>> START Task material
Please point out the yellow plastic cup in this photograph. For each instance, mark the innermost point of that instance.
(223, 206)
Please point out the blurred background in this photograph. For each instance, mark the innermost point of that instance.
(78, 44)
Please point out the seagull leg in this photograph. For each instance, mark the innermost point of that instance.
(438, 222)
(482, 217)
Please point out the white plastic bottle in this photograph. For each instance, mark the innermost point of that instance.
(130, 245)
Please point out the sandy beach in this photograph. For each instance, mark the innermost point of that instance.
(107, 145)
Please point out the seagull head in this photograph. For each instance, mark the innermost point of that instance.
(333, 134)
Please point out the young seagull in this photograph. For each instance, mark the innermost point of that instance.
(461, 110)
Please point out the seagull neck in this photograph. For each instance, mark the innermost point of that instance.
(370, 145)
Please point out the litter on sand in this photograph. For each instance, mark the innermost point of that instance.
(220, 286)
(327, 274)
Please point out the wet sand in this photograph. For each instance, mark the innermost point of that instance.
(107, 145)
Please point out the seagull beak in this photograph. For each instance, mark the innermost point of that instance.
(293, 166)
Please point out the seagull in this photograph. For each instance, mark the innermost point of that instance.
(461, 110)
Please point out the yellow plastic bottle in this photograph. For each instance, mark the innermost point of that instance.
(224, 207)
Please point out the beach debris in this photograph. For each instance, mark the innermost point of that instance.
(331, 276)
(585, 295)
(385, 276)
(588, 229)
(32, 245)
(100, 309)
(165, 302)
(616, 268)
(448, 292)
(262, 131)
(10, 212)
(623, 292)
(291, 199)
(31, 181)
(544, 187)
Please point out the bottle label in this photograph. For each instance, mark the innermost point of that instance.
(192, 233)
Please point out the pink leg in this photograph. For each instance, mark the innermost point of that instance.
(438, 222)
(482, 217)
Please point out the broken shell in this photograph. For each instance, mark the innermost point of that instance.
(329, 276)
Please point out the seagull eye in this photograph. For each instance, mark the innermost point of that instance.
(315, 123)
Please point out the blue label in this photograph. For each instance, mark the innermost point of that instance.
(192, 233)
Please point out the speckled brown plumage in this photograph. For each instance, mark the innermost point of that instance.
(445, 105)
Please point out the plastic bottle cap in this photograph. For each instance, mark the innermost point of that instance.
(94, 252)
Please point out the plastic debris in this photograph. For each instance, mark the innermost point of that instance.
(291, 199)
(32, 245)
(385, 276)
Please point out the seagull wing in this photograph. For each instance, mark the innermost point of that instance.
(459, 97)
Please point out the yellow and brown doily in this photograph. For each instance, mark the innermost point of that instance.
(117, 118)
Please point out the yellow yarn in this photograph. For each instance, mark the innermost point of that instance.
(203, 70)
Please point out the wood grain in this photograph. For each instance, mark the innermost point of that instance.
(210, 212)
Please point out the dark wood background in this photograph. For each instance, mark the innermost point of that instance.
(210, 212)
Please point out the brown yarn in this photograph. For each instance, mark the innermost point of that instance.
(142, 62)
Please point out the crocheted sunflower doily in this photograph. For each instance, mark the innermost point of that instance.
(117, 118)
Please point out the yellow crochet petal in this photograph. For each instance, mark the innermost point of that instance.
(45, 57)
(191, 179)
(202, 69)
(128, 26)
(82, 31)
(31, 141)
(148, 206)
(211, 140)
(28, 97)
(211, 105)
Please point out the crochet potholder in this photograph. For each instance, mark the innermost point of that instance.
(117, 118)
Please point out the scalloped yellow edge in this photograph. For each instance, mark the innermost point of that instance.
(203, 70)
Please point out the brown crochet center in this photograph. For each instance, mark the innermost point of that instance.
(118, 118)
>> END Task material
**Given problem**: Please rewrite the material from the line containing "Please point out the brown crochet" through the end of the material, keeping the request lines, and shift every coordinate in the answers by adding -79.

**Written response**:
Please point out the brown crochet center in this photograph. For each instance, mark the innermost point of that instance.
(39, 39)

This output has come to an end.